- 提供された文章:
マーケティング統括本部インフラストラクチャソリューション本部 上三垣孝一担当部長

 同社マーケティング統括本部インフラストラクチャソリューション本部・上三垣孝一担当部長は、「レガシーとは、ビジネス変化への対応を阻害するシステム。メインフレームであれ、UNIXシステムやIAサーバであれ、ビジネス環境の変化に対応できない硬直化したシステムであれば、プラットフォームによらず、それはレガシーと定義してよいだろう。」と語る。

 つまり、日本ヒューレット・パッカードにおけるレガシー・マイグレーションとは、どんなシステムであれ、硬直したITシステムから、ビジネスに貢献できる柔軟なITシステムへの乗り換えを指しているのである。

 「ITのあるべき姿は、ビジネスに貢献するシステムであること。ビジネスの変化に対して迅速に対応でき、さらに、維持・運用コストを抑え、新規投資へとコスト配分ができるものだといえる。こうしたシステムへの移行がレガシー・マイグレーションと言えるだろう」(上三垣氏)。

レガシー・システムが乱立する日本のユーザー企業

 日本には、特徴的ともいえるレガシー・システムの環境がある。それは、日本にはメインフレームの利用率が高いという点だ。調査によると、現在、日本の大手企業の約30%でメインフレームが稼働しているという。これは欧米の企業に比べて約2倍の規模に当たる。

 「メインフレームではオープンシステムで実現できるようなコスト・パフォーマンスが享受できない。さらに、2007年問題としても取上げられているように、基幹系システムを支えてきたCOBOLエンジニアやシステムをグランドデザインし、開発・管理してきた管理者、技術者がリタイアし、既存システムの継承をいかに行うかといった問題も表面化している。また、若手のエンジニアは、COBOLの技術を修得するよりも、Javaをはじめとする新たな技術を学びたいと考えている。エンジニアのモラルを高めるという観点から見ても、メインフレーム技術者の育成は限界にきている」(上三垣氏)

- 提供された項目:
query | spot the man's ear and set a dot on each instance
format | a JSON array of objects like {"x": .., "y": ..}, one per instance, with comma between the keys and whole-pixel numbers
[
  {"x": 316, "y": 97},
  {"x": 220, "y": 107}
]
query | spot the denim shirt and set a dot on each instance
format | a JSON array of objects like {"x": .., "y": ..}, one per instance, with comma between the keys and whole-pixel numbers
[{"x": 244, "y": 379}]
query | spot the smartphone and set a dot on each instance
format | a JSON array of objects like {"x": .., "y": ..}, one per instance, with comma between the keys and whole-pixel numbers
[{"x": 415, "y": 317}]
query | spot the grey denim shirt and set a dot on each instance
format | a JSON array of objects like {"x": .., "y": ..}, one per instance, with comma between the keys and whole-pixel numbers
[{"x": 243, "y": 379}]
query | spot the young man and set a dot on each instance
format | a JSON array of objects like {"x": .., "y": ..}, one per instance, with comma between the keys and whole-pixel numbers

- 作成するもの: レガシー・マイグレーションに関する文章から、「同社マーケティング統括本部イ」という語句を含む箇所で始まり「言えるだろう」(上三垣氏)。」で終わる部分を、一字も変えずに返してください。 項目はこの作業には関係しない。

- 作業結果:
同社マーケティング統括本部インフラストラクチャソリューション本部・上三垣孝一担当部長は、「レガシーとは、ビジネス変化への対応を阻害するシステム。メインフレームであれ、UNIXシステムやIAサーバであれ、ビジネス環境の変化に対応できない硬直化したシステムであれば、プラットフォームによらず、それはレガシーと定義してよいだろう。」と語る。

 つまり、日本ヒューレット・パッカードにおけるレガシー・マイグレーションとは、どんなシステムであれ、硬直したITシステムから、ビジネスに貢献できる柔軟なITシステムへの乗り換えを指しているのである。

 「ITのあるべき姿は、ビジネスに貢献するシステムであること。ビジネスの変化に対して迅速に対応でき、さらに、維持・運用コストを抑え、新規投資へとコスト配分ができるものだといえる。こうしたシステムへの移行がレガシー・マイグレーションと言えるだろう」(上三垣氏)。